Problem details
When copying the records below, omit any image and print everything else exactly.

== Input data ==

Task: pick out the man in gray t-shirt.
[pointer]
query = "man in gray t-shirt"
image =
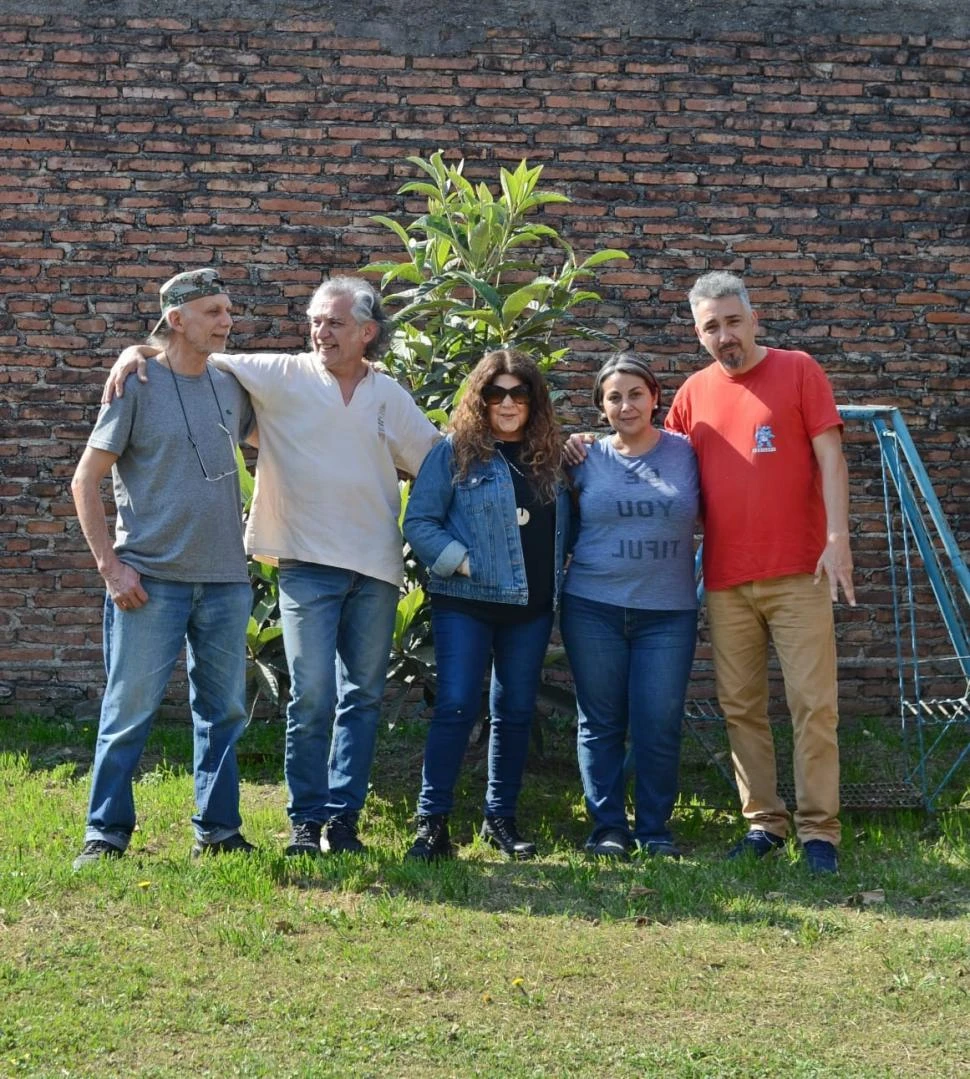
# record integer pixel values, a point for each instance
(176, 570)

===

Expected answer
Task: pick out the man in gray t-shirt.
[pointer]
query = "man in gray t-shirt"
image =
# record integer pixel values, a point for each instance
(176, 570)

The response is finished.